PRANALA.CO, Jakarta – Kementerian Agama (Kemenag) akan menggelar Sidang Isbat untuk menetapkan awal Syawal 1446 Hijriah atau Hari Raya Idulfitri 2025 pada Sabtu, 29 Maret 2025. Sidang ini akan menentukan kapan umat Islam di Indonesia merayakan Lebaran dengan metode hisab dan rukyat, sesuai Fatwa Majelis Ulama Indonesia (MUI) No. 2 Tahun 2024 tentang Penetapan Awal Ramadhan, Syawal, dan Dzulhijjah.
Dirjen Bimbingan Masyarakat Islam Kemenag, Abu Rokhmad, menjelaskan bahwa berdasarkan perhitungan astronomi (hisab), ijtimak atau konjungsi bulan terjadi pada 29 Maret 2025 pukul 17.57.58 WIB.
Posisi hilal diprediksi berada antara minus tiga derajat di Papua hingga minus satu derajat di Aceh saat matahari terbenam. Dengan data tersebut, besar kemungkinan Ramadhan akan digenapkan 30 hari, sehingga Idul Fitri jatuh pada Senin, 31 Maret 2025.
“Data-data astronomi ini kemudian kita verifikasi melalui mekanisme rukyat,” ujar Abu Rokhmad, Jumat (28/3/2025).
Sidang Isbat akan diawali dengan Seminar Posisi Hilal Awal Syawal 1446 H pada pukul 16.30 WIB, yang menghadirkan berbagai pihak, termasuk duta besar negara sahabat, ahli falak, perwakilan ormas Islam, serta instansi terkait seperti LAPAN, BMKG, BRIN, dan Planetarium Bosscha.
Pada pukul 18.45 WIB, Sidang Isbat digelar secara tertutup dan hasilnya akan diumumkan dalam konferensi pers oleh Menteri Agama, Nasaruddin Umar. Rukyatul hilal sendiri akan dilakukan di 33 titik pengamatan di seluruh Indonesia, kecuali Bali karena bertepatan dengan Hari Raya Nyepi.
Potensi Penetapan Lebaran Serentak
Jadwal Lebaran 2025 diprediksi akan seragam di Indonesia, mengingat Pimpinan Pusat (PP) Muhammadiyah telah lebih dulu menetapkan 1 Syawal 1446 H jatuh pada 31 Maret 2025 berdasarkan Maklumat PP Muhammadiyah Nomor 1/MLM/I.0/E/2025. Hal ini menandakan kemungkinan besar pemerintah akan menetapkan tanggal yang sama.

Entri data

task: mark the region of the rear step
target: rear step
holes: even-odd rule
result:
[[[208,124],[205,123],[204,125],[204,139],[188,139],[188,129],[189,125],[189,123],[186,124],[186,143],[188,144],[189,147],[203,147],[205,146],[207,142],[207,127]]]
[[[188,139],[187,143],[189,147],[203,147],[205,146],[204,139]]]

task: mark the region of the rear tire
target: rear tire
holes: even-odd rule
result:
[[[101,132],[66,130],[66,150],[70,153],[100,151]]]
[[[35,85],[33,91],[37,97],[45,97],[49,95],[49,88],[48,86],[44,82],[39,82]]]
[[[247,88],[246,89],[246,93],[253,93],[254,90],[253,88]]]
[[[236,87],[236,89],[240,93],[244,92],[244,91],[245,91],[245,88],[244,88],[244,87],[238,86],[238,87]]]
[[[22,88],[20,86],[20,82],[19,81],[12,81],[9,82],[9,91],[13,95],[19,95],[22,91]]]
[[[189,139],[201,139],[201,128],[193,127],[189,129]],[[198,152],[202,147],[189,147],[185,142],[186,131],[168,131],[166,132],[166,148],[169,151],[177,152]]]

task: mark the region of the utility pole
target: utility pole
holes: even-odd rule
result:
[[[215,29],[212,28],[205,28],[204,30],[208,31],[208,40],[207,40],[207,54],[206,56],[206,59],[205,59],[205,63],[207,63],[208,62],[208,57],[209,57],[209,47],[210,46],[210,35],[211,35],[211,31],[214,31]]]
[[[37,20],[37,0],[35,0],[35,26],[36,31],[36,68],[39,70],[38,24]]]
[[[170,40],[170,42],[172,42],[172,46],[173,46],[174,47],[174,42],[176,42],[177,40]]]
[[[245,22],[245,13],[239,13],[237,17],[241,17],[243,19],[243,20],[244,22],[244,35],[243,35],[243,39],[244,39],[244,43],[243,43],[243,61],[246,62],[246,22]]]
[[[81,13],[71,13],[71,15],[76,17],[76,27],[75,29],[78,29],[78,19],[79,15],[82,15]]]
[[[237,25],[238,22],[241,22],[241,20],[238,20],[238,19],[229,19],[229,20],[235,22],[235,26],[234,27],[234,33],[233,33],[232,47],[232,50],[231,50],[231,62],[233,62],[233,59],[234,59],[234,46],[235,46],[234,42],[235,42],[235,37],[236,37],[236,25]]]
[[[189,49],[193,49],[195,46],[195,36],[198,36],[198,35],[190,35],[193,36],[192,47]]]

_Tugas Singkat 1_. Menurut berita Sidang Isbat, di berapa titik pengamatan rukyatul hilal dilakukan?
_Tugas Singkat 2_. Salin tanpa perubahan bagian berita Sidang Isbat mulai dari "Posisi hilal diprediksi" sampai "dan Planetarium Bosscha.".
Catatan data tersebut diambil dari sumber lain.

_Jawaban Tertulis 1_. Rukyatul hilal dilakukan di 33 titik pengamatan di seluruh Indonesia, kecuali Bali.

_Jawaban Tertulis 2_.
Posisi hilal diprediksi berada antara minus tiga derajat di Papua hingga minus satu derajat di Aceh saat matahari terbenam. Dengan data tersebut, besar kemungkinan Ramadhan akan digenapkan 30 hari, sehingga Idul Fitri jatuh pada Senin, 31 Maret 2025.
“Data-data astronomi ini kemudian kita verifikasi melalui mekanisme rukyat,” ujar Abu Rokhmad, Jumat (28/3/2025).
Sidang Isbat akan diawali dengan Seminar Posisi Hilal Awal Syawal 1446 H pada pukul 16.30 WIB, yang menghadirkan berbagai pihak, termasuk duta besar negara sahabat, ahli falak, perwakilan ormas Islam, serta instansi terkait seperti LAPAN, BMKG, BRIN, dan Planetarium Bosscha.